(Saved data entries)
*** Block opens ***

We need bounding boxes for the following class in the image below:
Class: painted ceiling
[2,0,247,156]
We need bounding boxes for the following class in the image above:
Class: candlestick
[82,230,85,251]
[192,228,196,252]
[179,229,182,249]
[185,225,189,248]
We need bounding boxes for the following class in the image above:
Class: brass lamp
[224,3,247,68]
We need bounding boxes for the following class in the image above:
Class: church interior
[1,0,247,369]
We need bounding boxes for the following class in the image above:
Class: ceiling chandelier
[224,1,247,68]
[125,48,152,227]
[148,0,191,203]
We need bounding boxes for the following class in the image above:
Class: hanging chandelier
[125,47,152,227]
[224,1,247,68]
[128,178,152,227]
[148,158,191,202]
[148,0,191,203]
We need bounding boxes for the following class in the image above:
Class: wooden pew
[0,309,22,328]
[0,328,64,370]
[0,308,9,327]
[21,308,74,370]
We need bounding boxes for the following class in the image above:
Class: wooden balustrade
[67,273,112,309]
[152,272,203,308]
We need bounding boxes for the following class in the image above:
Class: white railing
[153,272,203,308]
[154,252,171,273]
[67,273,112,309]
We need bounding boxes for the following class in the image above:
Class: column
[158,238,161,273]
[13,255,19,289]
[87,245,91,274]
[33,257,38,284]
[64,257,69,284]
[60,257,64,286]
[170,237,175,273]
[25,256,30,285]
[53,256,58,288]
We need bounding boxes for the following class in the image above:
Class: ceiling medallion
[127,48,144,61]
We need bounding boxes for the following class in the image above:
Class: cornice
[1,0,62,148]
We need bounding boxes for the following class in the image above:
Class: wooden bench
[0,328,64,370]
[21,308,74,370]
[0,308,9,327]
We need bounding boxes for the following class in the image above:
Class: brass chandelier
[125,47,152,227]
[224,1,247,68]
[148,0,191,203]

*** Block closes ***

- _TASK TO CARRY OUT_:
A word-for-word copy of the data is what should be returned.

- _TASK SOLUTION_:
We need bounding boxes for the following class in the image below:
Class: painted ceiling
[2,0,247,156]
We need bounding boxes for the following class in the image above:
Class: candlestick
[82,230,85,251]
[192,228,196,252]
[179,229,182,249]
[185,225,189,248]
We need bounding boxes for the following class in the image above:
Class: brass lamp
[224,3,247,68]
We need bounding boxes for the following class in the image above:
Class: church interior
[1,0,247,369]
We need bounding boxes for the following class in the image above:
Class: ceiling chandelier
[224,1,247,68]
[125,48,152,227]
[148,0,191,203]
We need bounding boxes for the following class in the image above:
Class: hanging chandelier
[125,47,152,227]
[224,1,247,68]
[128,178,152,227]
[148,158,191,202]
[148,0,191,203]
We need bounding boxes for the following class in the image above:
Class: wooden pew
[0,309,22,328]
[0,328,64,370]
[0,308,9,327]
[21,308,74,370]
We need bounding boxes for the following class in the image above:
Class: wooden balustrade
[67,273,112,309]
[152,272,203,308]
We need bounding boxes for the following class in the image above:
Class: white railing
[153,272,203,308]
[154,252,171,273]
[67,273,112,309]
We need bounding boxes for the following class in the image above:
Class: column
[158,238,161,273]
[13,255,19,289]
[87,245,91,274]
[33,257,38,284]
[64,257,69,284]
[60,257,64,286]
[170,237,175,273]
[25,256,30,285]
[53,256,58,288]
We need bounding boxes for the following class in the image above:
Class: ceiling medallion
[127,48,144,61]
We need bounding boxes for the following class in the image above:
Class: cornice
[1,0,62,148]
We need bounding boxes for the following class in the image above:
Class: wooden bench
[0,328,64,370]
[21,308,74,370]
[0,308,9,327]
We need bounding boxes for the following class in the image above:
Class: brass chandelier
[125,47,152,227]
[224,1,247,68]
[148,0,191,203]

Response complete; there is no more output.